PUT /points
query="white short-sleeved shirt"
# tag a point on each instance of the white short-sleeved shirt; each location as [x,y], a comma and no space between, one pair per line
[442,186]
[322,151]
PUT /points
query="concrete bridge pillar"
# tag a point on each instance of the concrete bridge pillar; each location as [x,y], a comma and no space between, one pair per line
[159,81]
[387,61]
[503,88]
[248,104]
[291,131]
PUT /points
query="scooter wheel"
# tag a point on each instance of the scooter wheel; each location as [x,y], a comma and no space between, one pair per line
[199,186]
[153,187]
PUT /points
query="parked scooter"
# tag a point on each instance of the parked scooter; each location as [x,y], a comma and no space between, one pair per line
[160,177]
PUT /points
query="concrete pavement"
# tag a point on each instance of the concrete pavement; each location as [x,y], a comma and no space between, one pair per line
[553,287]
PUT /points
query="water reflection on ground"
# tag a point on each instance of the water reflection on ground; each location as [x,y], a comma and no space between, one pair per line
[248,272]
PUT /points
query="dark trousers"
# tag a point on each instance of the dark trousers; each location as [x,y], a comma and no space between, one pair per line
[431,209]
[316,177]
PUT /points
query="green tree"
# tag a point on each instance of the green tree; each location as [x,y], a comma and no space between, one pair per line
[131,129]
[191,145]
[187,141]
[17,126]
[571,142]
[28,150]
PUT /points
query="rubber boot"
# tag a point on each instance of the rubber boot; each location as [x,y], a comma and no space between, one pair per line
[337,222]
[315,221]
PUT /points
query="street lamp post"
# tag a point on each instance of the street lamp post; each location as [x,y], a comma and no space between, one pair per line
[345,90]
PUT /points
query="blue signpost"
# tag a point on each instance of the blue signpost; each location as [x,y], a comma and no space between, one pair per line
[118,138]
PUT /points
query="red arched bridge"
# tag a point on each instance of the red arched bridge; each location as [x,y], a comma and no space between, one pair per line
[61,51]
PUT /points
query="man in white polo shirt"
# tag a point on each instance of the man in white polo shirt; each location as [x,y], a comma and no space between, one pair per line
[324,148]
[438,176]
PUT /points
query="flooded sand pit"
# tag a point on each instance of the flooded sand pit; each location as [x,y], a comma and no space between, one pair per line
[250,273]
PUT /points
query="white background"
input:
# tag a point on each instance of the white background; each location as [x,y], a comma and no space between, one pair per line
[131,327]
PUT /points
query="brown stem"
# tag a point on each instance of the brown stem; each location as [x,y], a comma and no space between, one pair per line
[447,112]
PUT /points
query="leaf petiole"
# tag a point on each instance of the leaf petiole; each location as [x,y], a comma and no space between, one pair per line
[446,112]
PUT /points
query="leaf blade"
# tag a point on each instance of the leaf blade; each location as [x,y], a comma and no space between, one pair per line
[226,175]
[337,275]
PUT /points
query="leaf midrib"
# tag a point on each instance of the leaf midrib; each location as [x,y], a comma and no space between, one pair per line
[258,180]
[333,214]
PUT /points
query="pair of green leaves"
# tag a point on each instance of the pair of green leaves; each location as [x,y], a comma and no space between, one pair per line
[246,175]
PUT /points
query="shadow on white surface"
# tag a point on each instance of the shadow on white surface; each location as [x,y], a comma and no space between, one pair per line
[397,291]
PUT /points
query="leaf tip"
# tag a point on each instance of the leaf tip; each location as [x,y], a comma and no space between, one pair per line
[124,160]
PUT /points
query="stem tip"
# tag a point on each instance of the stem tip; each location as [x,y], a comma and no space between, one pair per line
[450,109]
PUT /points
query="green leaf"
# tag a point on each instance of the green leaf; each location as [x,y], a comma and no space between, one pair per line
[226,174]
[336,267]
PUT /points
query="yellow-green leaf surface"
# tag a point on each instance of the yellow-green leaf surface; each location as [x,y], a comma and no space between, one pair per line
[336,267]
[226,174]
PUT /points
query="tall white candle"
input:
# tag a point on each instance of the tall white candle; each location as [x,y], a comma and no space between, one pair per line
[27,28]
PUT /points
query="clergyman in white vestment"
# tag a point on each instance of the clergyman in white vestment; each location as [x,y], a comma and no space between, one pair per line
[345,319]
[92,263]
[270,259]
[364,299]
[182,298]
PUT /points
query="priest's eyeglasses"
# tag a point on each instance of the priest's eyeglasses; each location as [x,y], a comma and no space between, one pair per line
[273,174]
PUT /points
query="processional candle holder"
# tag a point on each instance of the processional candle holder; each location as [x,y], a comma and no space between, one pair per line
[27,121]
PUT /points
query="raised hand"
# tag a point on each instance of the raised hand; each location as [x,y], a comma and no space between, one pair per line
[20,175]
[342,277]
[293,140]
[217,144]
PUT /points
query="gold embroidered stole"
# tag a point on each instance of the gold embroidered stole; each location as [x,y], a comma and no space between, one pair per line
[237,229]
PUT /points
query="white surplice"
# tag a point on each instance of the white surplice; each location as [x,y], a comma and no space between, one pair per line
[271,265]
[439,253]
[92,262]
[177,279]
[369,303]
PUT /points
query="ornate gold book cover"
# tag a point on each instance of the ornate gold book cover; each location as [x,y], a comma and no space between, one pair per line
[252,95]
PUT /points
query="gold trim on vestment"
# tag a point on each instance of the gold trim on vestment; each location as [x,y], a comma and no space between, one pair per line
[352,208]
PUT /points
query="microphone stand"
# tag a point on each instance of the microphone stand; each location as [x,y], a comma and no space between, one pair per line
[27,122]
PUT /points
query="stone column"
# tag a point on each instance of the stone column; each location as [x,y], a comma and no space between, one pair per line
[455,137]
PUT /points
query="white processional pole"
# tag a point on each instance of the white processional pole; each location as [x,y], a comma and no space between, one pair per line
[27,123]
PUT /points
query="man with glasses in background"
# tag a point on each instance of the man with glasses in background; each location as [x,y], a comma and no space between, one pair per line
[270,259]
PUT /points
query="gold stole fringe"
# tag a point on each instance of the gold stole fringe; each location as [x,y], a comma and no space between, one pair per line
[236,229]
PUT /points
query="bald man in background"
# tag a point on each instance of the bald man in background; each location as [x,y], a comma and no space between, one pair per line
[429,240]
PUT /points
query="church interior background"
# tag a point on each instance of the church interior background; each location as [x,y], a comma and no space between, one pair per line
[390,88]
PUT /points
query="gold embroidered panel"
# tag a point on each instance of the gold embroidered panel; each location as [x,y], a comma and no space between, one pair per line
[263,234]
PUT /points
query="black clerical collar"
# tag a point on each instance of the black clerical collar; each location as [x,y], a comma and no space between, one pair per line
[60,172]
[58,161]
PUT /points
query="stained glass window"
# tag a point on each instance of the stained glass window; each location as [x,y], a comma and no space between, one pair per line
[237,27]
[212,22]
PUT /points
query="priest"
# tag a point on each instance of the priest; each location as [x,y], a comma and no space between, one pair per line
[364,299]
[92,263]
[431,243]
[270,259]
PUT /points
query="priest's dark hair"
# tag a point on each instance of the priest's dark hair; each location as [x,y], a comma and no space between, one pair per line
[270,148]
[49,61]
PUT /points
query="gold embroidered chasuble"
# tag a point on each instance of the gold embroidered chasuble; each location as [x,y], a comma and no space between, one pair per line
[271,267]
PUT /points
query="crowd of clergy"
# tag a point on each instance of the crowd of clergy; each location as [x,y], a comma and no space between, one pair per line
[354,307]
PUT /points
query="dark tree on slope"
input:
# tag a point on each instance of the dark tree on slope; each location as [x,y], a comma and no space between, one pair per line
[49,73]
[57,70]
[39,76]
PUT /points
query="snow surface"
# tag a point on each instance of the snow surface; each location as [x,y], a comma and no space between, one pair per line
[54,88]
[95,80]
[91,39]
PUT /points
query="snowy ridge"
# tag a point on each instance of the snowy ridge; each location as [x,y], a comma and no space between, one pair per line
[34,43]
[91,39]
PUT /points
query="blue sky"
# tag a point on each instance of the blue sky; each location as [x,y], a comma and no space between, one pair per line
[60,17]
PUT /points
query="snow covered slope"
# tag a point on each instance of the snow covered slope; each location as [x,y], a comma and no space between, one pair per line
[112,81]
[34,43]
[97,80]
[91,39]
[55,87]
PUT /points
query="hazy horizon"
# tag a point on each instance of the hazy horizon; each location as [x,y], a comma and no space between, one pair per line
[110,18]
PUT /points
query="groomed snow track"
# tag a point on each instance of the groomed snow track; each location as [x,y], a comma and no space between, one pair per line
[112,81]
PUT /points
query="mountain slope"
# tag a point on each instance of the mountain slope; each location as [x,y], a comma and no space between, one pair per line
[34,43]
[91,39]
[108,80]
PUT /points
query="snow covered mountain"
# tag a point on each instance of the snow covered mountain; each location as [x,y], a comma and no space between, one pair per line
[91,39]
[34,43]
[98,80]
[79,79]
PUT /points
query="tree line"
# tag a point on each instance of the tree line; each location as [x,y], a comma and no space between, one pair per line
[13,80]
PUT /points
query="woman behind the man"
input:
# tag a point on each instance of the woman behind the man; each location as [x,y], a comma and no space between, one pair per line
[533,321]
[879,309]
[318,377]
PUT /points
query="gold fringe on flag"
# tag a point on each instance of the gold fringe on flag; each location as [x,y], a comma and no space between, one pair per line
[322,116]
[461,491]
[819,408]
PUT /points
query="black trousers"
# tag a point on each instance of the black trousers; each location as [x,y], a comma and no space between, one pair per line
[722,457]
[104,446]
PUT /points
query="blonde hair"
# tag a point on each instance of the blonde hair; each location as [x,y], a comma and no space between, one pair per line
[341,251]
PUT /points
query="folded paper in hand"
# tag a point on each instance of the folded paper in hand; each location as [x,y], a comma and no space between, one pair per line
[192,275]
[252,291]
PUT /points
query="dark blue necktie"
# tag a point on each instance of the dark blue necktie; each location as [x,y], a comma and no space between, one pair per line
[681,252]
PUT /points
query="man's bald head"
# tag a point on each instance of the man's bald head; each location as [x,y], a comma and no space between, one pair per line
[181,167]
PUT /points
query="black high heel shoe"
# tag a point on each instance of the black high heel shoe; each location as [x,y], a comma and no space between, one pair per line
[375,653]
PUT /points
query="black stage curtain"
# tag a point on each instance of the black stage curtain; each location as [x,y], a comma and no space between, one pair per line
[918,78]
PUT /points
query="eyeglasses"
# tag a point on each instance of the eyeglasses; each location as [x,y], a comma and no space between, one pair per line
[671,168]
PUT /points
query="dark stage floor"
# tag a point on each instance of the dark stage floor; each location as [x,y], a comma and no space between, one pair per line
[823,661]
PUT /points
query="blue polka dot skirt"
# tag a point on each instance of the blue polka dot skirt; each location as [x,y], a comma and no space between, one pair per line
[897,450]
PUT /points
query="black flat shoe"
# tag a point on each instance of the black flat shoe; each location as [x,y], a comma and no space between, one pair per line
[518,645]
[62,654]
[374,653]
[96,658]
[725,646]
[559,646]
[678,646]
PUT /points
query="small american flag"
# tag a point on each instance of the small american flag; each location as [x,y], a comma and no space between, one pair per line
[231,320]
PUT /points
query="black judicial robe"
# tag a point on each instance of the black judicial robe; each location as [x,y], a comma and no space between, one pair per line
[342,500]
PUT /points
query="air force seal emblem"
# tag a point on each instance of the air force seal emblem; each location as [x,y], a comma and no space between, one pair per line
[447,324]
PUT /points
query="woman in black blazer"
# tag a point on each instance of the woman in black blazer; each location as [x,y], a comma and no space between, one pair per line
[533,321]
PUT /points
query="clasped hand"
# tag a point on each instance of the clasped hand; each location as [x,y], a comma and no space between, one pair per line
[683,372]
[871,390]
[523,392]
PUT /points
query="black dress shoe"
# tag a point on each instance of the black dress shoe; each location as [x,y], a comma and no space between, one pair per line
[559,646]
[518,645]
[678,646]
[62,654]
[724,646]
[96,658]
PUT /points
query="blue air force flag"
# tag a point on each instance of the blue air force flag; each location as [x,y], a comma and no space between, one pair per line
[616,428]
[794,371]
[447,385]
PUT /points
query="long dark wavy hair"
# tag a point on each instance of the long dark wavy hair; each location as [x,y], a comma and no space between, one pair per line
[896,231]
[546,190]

---+---

[GIVEN PROBLEM]: Find each line in the items above that contains the word "high" and copy it out in full.

[ANSWER TO THE TASK]:
query="black high heel shoe"
# tag a point on each instance of the black high heel shoe; each location as [x,y], a comma and no space between, one pair per line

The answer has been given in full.